• [Exercise aim]: Summarize the interview excerpt below in three sentences.

• [Passage shown]:
Miller: Halle Stanford, how is what you’re doing with this show different from what Sesame Street pioneered 52 years ago?

Stanford: I think that there are similarities, but obviously some real differences. The similarity is that we’re doing what we’ve always done best, which is create. Like I said, those first friends, characters that kids connect with. Puppets are very, very powerful. In fact, in that heart space moment that you’re talking about, I don’t think any other medium could deliver that connection with the audience better than puppets.

Miller: If I could stop you there, I’m curious about that because I should have mentioned this earlier, but it’s a kind of hybrid visual style where there is an animated background for the most part, with puppets as the characters moving around. I imagine – I don’t know, I don’t make tv shows – but I imagine it might have been easier or cheaper to just have it be fully animated. So why have puppets?

Stanford: Yeah. Puppets, like I mentioned, they have this deep connection that make kids feel safe, and they feel connected to them and intimate. And puppets are used in therapy as a tool by many teachers and therapists to help very young children manage big feelings. So you can just imagine like with us bringing the characters to life, we always say, we’re creating them from the inside out, right? So bring the Slumberkin characters to life, and view them with this personality. They feel so authentic and real to the kids at home, but also they’re also a creative, very safe, sensitive and fun space for the kids at home to be able to express themselves and be that listening friend, and be able to have that relationship. I think it even breaks down to something as simple as for children, they appear to breathe the same air, right? Like they’re in my space, so they must be real. And parents at home know, oh we’re all creating magic together, with puppets. So we did bring that to life.

What is different is exactly what Kelly is saying, which is that we’ve taken this curriculum, the social emotional learning curriculum and deepened it. So it’s beyond what you’ve seen on television before. We’ve seen a lot of shows, like Arthur where it’s about social awareness, relationships, responsible decision making, but not a series for this age group that’s about self-awareness, self-management and regulation and self-esteem. And I just think it’s beautiful. I don’t think there’s anything out there, but it’s all wrapped up in fun tales. Alex Rockwell, our creator, says, ‘it’s like a 21st-century 100-acre-woods, the story’. So they’re just playful, really fun stories with gorgeous songs from Ingrid Michaelson wrapped up all in this.

Miller: Kelly, NPR recently reported that parents and community members have protested angrily against social emotional learning in recent months at school board meetings, and state lawmakers have introduced bills to try to ban it. They’ve found disputes specifically about SEL in at least 25 states. One lawmaker in Oklahoma said SEL seeks to find traumas in our children as a pretext to push anti-family, anti-logic and anti-reason philosophies and leftist political ideologies. If you were talking directly to that lawmaker, a state senator from Oklahoma who introduced this bill in February, what would you tell him?

• [Information provided]:
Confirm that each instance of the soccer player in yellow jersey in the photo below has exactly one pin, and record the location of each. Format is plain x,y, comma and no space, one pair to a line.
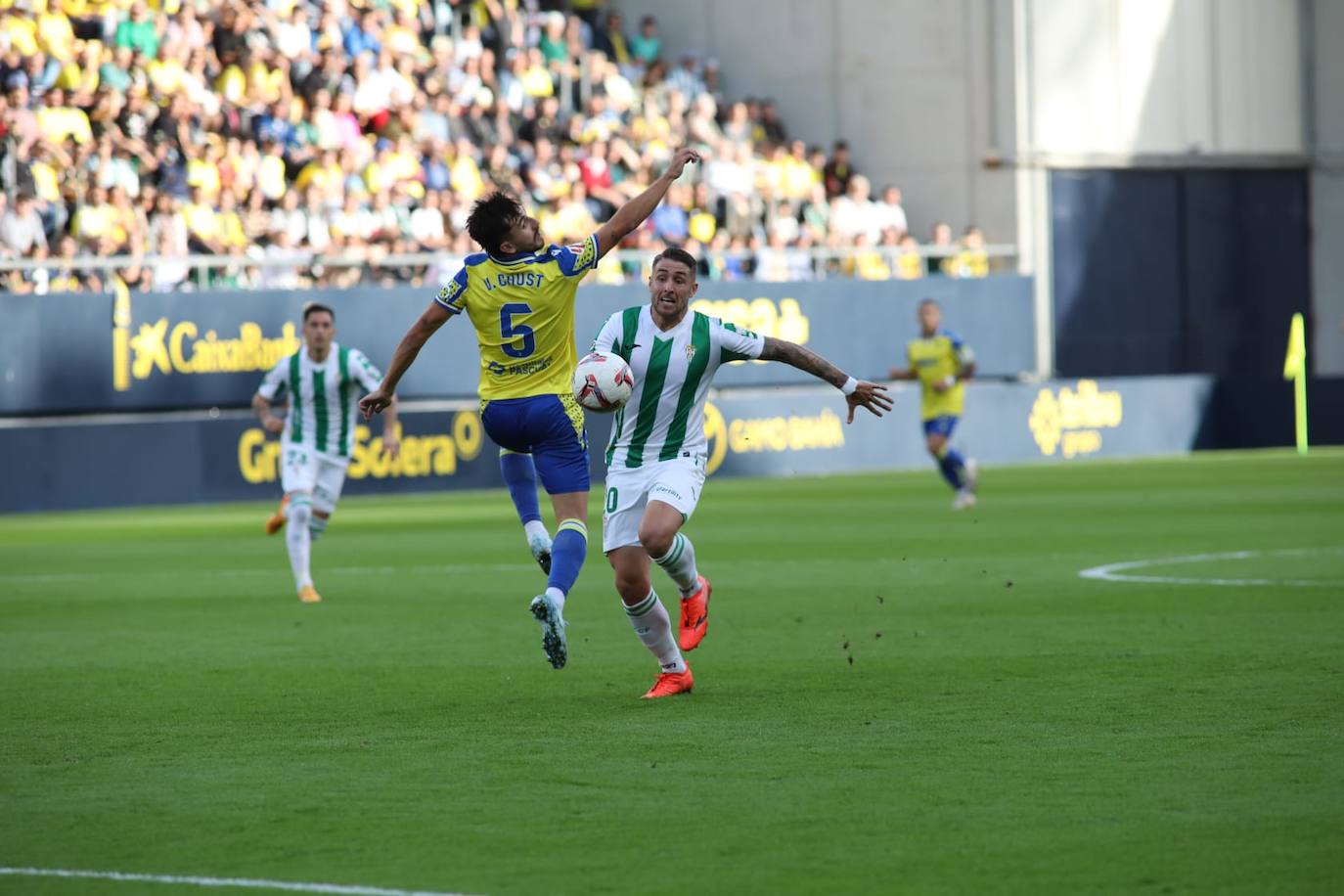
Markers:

* * *

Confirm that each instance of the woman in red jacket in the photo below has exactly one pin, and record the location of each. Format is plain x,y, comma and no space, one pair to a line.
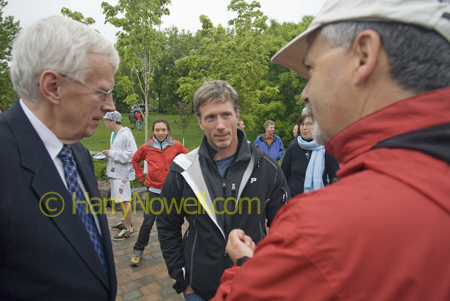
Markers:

...

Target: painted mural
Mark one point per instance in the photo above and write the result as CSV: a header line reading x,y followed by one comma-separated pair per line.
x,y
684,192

• [Written solution]: Halle Stanford says the show shares Sesame Street's strength of creating characters kids connect with, and explains that puppets make young children feel safe and connected and give them a space to express themselves. What is different, according to Stanford, is a deepened social emotional learning curriculum focused on self-awareness, self-management, regulation and self-esteem, presented in playful stories with songs from Ingrid Michaelson. Miller then cites NPR reporting on protests against social emotional learning, bills to ban it, and disputes in at least 25 states, and asks Kelly what to tell an Oklahoma state senator who introduced such a bill.